Goal: Reproduce the stretch of the data from the line containing "Tag every instance of the black" through the end of the data, copying each line character for character.

Records in a dataset:
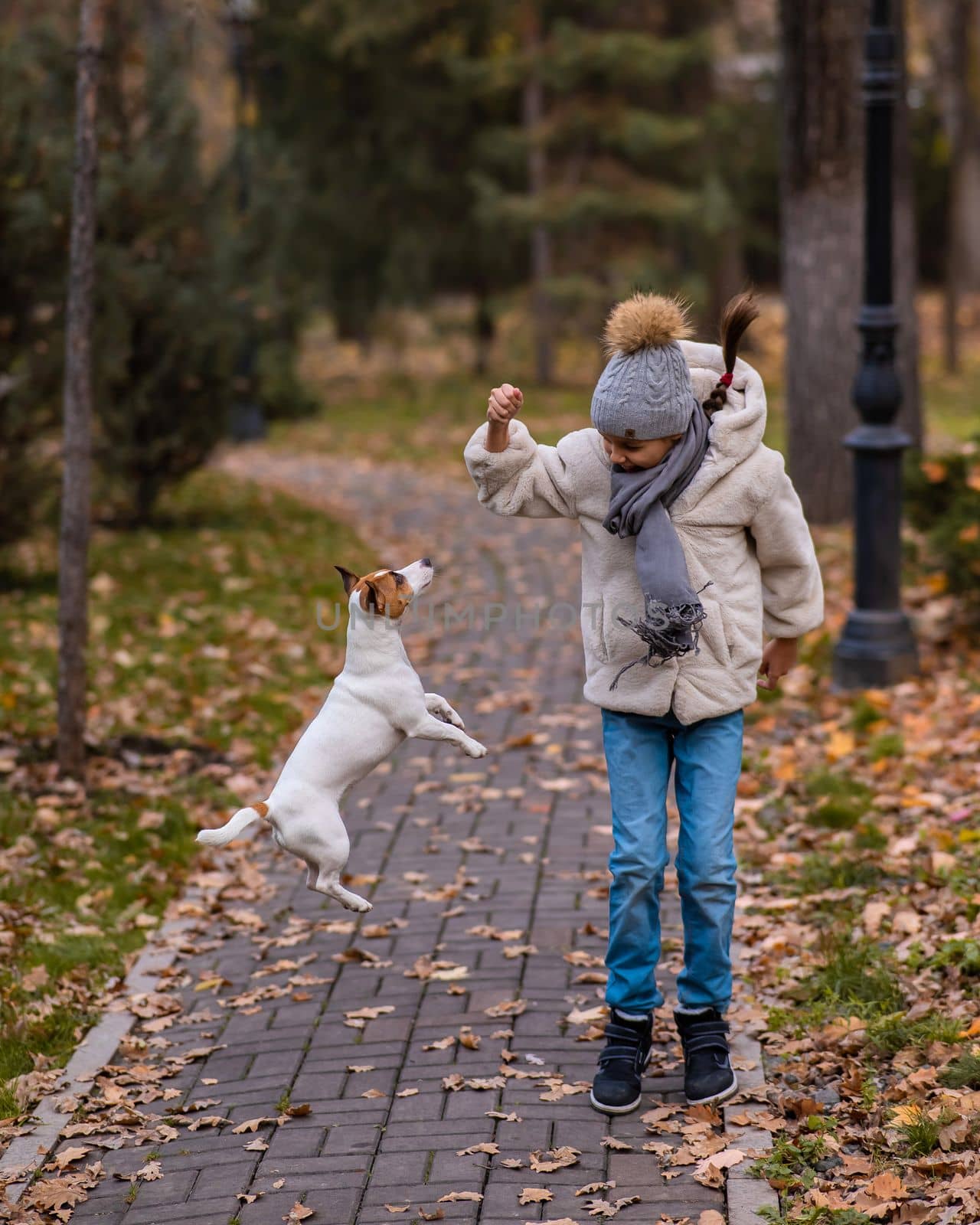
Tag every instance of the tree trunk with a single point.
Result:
(73, 555)
(541, 238)
(955, 54)
(822, 207)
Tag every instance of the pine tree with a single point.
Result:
(163, 335)
(34, 191)
(622, 138)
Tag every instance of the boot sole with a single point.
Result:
(716, 1096)
(620, 1110)
(614, 1110)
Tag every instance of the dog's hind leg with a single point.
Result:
(438, 706)
(325, 848)
(328, 881)
(430, 728)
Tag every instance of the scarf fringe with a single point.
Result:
(669, 630)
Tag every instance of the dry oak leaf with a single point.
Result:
(536, 1196)
(440, 1044)
(708, 1171)
(555, 1159)
(369, 1014)
(506, 1008)
(592, 1188)
(54, 1194)
(606, 1210)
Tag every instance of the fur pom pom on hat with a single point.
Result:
(645, 391)
(643, 320)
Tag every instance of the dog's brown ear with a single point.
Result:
(348, 577)
(373, 597)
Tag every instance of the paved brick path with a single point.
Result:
(514, 843)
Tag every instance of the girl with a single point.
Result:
(694, 548)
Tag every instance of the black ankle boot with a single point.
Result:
(628, 1051)
(708, 1075)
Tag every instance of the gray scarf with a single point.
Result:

Answer for the task:
Tag every instance of the black ankle boot with a single point.
Result:
(628, 1051)
(708, 1075)
Tag every instance of the gray scarf with a single point.
Result:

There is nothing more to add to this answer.